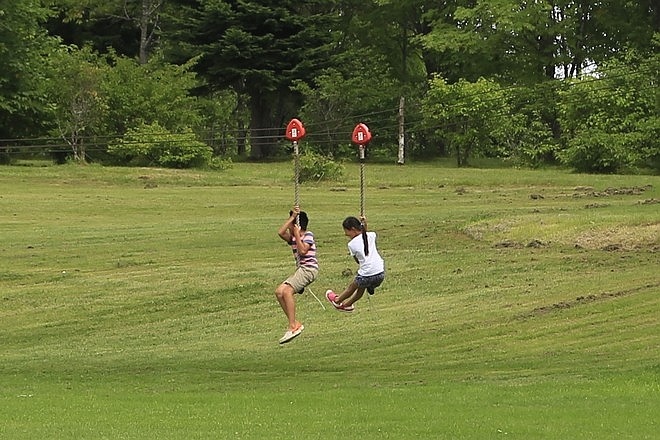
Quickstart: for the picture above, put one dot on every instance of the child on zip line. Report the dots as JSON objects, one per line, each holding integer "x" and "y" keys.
{"x": 294, "y": 232}
{"x": 371, "y": 270}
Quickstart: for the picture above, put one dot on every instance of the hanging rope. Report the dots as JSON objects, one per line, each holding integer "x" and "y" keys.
{"x": 362, "y": 198}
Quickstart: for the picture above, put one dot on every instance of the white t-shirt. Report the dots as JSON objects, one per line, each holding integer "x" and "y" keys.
{"x": 371, "y": 264}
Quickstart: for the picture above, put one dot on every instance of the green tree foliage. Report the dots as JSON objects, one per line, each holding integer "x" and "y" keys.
{"x": 467, "y": 116}
{"x": 257, "y": 48}
{"x": 128, "y": 27}
{"x": 611, "y": 121}
{"x": 152, "y": 144}
{"x": 78, "y": 105}
{"x": 24, "y": 46}
{"x": 159, "y": 92}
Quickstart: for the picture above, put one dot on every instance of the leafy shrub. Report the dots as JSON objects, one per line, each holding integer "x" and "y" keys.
{"x": 220, "y": 163}
{"x": 150, "y": 145}
{"x": 314, "y": 166}
{"x": 595, "y": 151}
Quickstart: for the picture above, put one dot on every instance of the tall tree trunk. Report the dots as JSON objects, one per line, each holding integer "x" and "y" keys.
{"x": 263, "y": 137}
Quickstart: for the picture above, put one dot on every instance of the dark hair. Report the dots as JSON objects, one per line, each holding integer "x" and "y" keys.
{"x": 354, "y": 223}
{"x": 302, "y": 219}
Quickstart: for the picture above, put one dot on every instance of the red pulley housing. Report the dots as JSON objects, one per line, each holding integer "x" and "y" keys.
{"x": 295, "y": 130}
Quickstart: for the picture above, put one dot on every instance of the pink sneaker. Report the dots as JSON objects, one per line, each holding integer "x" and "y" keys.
{"x": 332, "y": 296}
{"x": 343, "y": 308}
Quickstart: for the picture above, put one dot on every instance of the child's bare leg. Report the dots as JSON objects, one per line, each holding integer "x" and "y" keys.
{"x": 356, "y": 296}
{"x": 347, "y": 292}
{"x": 284, "y": 294}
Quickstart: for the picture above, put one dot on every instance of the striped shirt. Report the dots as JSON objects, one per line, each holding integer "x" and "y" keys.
{"x": 309, "y": 259}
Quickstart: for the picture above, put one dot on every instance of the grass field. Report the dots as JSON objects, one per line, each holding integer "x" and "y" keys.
{"x": 139, "y": 304}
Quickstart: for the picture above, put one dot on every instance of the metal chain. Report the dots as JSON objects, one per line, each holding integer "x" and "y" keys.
{"x": 362, "y": 180}
{"x": 362, "y": 189}
{"x": 296, "y": 189}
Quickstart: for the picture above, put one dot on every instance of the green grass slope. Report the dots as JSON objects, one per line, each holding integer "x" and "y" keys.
{"x": 139, "y": 304}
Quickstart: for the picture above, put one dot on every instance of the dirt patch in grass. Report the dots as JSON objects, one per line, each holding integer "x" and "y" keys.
{"x": 587, "y": 191}
{"x": 621, "y": 238}
{"x": 582, "y": 300}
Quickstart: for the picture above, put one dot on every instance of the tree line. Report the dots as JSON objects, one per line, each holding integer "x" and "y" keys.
{"x": 184, "y": 83}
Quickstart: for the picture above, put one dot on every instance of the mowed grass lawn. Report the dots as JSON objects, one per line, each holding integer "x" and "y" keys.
{"x": 139, "y": 304}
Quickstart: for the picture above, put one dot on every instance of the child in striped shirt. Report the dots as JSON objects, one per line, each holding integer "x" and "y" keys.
{"x": 294, "y": 232}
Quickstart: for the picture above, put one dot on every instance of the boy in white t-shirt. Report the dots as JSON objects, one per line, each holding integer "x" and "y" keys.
{"x": 371, "y": 273}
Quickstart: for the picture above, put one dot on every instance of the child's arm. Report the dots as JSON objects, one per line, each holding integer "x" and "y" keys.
{"x": 363, "y": 220}
{"x": 301, "y": 245}
{"x": 285, "y": 230}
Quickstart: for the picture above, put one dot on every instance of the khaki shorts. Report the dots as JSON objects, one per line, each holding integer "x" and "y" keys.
{"x": 301, "y": 278}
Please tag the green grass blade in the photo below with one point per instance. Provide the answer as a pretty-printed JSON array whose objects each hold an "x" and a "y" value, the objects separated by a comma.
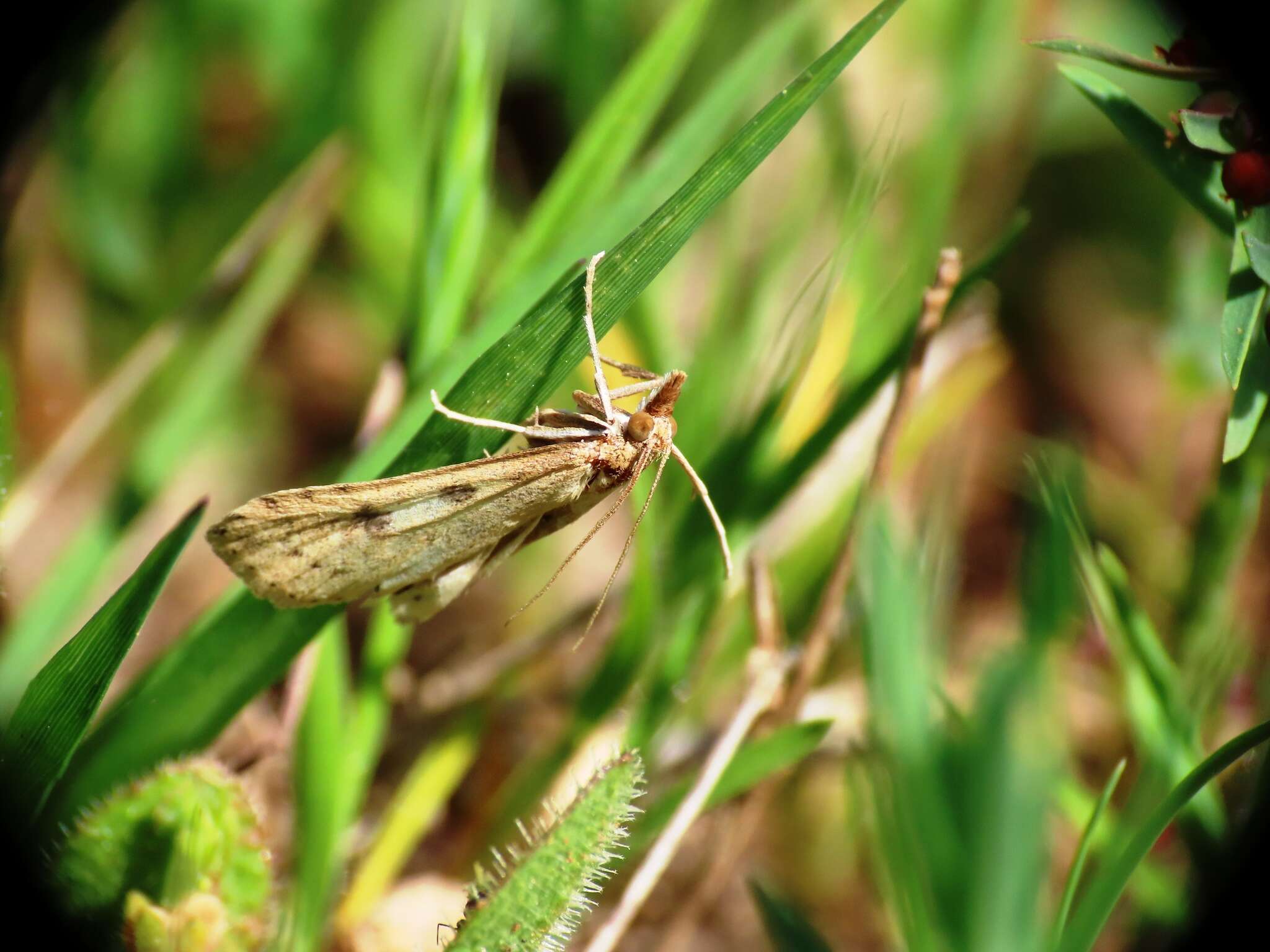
[
  {"x": 1082, "y": 852},
  {"x": 677, "y": 154},
  {"x": 602, "y": 151},
  {"x": 167, "y": 439},
  {"x": 246, "y": 645},
  {"x": 321, "y": 806},
  {"x": 1259, "y": 255},
  {"x": 1245, "y": 296},
  {"x": 415, "y": 808},
  {"x": 786, "y": 927},
  {"x": 1193, "y": 175},
  {"x": 1250, "y": 400},
  {"x": 1110, "y": 883},
  {"x": 1127, "y": 61},
  {"x": 48, "y": 612},
  {"x": 226, "y": 355},
  {"x": 1245, "y": 352},
  {"x": 459, "y": 208},
  {"x": 60, "y": 702},
  {"x": 1206, "y": 131}
]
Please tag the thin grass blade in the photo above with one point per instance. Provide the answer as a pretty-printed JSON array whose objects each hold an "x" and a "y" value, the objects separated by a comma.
[
  {"x": 247, "y": 644},
  {"x": 60, "y": 702},
  {"x": 1193, "y": 175}
]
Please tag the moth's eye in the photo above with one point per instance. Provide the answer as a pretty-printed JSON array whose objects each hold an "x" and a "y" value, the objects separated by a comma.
[{"x": 639, "y": 428}]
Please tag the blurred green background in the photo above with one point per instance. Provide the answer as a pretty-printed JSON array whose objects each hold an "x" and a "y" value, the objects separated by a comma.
[{"x": 248, "y": 238}]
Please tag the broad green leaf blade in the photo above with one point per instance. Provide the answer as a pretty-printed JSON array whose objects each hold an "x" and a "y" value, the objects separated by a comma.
[
  {"x": 1127, "y": 61},
  {"x": 228, "y": 658},
  {"x": 1245, "y": 352},
  {"x": 678, "y": 152},
  {"x": 786, "y": 927},
  {"x": 1112, "y": 880},
  {"x": 283, "y": 235},
  {"x": 60, "y": 702},
  {"x": 1082, "y": 851},
  {"x": 1204, "y": 131},
  {"x": 755, "y": 762},
  {"x": 535, "y": 357},
  {"x": 228, "y": 352},
  {"x": 460, "y": 207},
  {"x": 606, "y": 145},
  {"x": 1259, "y": 255},
  {"x": 246, "y": 645},
  {"x": 50, "y": 611},
  {"x": 322, "y": 814},
  {"x": 1193, "y": 175},
  {"x": 1245, "y": 298},
  {"x": 1250, "y": 400}
]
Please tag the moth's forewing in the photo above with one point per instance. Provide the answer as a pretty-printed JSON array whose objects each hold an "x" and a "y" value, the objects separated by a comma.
[
  {"x": 338, "y": 544},
  {"x": 419, "y": 602}
]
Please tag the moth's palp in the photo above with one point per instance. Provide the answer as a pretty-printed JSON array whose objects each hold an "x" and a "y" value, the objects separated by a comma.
[
  {"x": 588, "y": 294},
  {"x": 705, "y": 498},
  {"x": 531, "y": 432}
]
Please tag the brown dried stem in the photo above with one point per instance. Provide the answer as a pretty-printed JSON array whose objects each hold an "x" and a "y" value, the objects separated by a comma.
[{"x": 828, "y": 616}]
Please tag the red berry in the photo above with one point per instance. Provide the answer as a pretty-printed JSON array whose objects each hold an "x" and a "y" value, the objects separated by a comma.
[
  {"x": 1183, "y": 52},
  {"x": 1246, "y": 178}
]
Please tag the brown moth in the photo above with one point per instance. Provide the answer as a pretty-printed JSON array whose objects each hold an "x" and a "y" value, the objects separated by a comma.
[{"x": 422, "y": 539}]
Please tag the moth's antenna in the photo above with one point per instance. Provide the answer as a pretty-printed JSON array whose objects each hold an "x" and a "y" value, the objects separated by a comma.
[
  {"x": 630, "y": 537},
  {"x": 601, "y": 384},
  {"x": 626, "y": 490},
  {"x": 714, "y": 516}
]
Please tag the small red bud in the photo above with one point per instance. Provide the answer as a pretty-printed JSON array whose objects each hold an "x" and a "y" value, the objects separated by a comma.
[{"x": 1246, "y": 178}]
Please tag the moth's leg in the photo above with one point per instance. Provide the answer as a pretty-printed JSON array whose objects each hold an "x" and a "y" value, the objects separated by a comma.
[
  {"x": 588, "y": 294},
  {"x": 629, "y": 369},
  {"x": 531, "y": 432},
  {"x": 571, "y": 418},
  {"x": 705, "y": 499},
  {"x": 631, "y": 389}
]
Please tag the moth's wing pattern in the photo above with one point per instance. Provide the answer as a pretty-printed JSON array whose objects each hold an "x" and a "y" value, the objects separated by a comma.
[
  {"x": 335, "y": 544},
  {"x": 420, "y": 601}
]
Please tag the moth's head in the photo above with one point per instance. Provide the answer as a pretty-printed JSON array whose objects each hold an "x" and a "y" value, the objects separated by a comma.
[{"x": 654, "y": 419}]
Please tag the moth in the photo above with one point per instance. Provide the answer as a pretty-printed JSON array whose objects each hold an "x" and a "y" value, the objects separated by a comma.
[{"x": 422, "y": 539}]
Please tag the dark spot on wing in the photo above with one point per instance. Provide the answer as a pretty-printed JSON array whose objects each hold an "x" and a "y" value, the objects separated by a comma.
[
  {"x": 458, "y": 493},
  {"x": 370, "y": 519}
]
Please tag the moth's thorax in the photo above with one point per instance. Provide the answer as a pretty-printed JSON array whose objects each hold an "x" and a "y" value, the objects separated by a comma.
[{"x": 618, "y": 454}]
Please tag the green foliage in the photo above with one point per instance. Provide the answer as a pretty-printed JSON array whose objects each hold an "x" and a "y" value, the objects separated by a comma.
[
  {"x": 244, "y": 645},
  {"x": 173, "y": 861},
  {"x": 786, "y": 927},
  {"x": 1196, "y": 178},
  {"x": 61, "y": 701},
  {"x": 539, "y": 896},
  {"x": 293, "y": 195},
  {"x": 1100, "y": 52},
  {"x": 1245, "y": 352},
  {"x": 959, "y": 804}
]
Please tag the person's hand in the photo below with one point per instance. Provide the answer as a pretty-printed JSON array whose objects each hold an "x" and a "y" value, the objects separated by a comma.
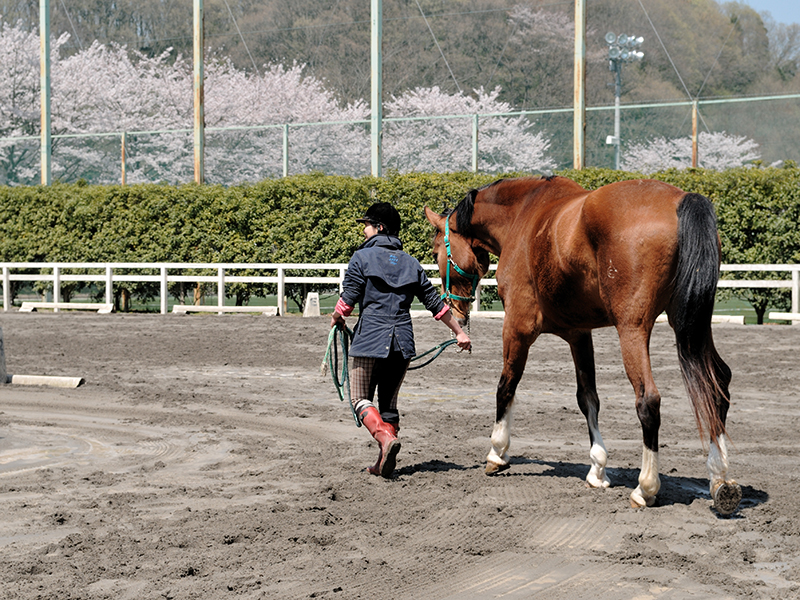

▶ [Exercise prompt]:
Reproduce exactly, without any picture, the lines from the one bearing "Please tag the green foliage" to the last line of the records above.

▶ [Finished task]:
Please tag the green foliage in the photo above with one point per instance. Provide the answer as a pretty-printed JSON array whose objects each hold an "x" and a "y" value, the objects separated by a comma.
[
  {"x": 244, "y": 645},
  {"x": 173, "y": 861},
  {"x": 786, "y": 927},
  {"x": 1196, "y": 178},
  {"x": 61, "y": 701},
  {"x": 539, "y": 896},
  {"x": 293, "y": 195},
  {"x": 1100, "y": 52},
  {"x": 1245, "y": 352},
  {"x": 959, "y": 804}
]
Please tag the person's hand in the photo below with one point per instance. Provide the answer as a pretty-printed JSON array whose objects each hold an "x" and a "y" value, the objects separated by a comma.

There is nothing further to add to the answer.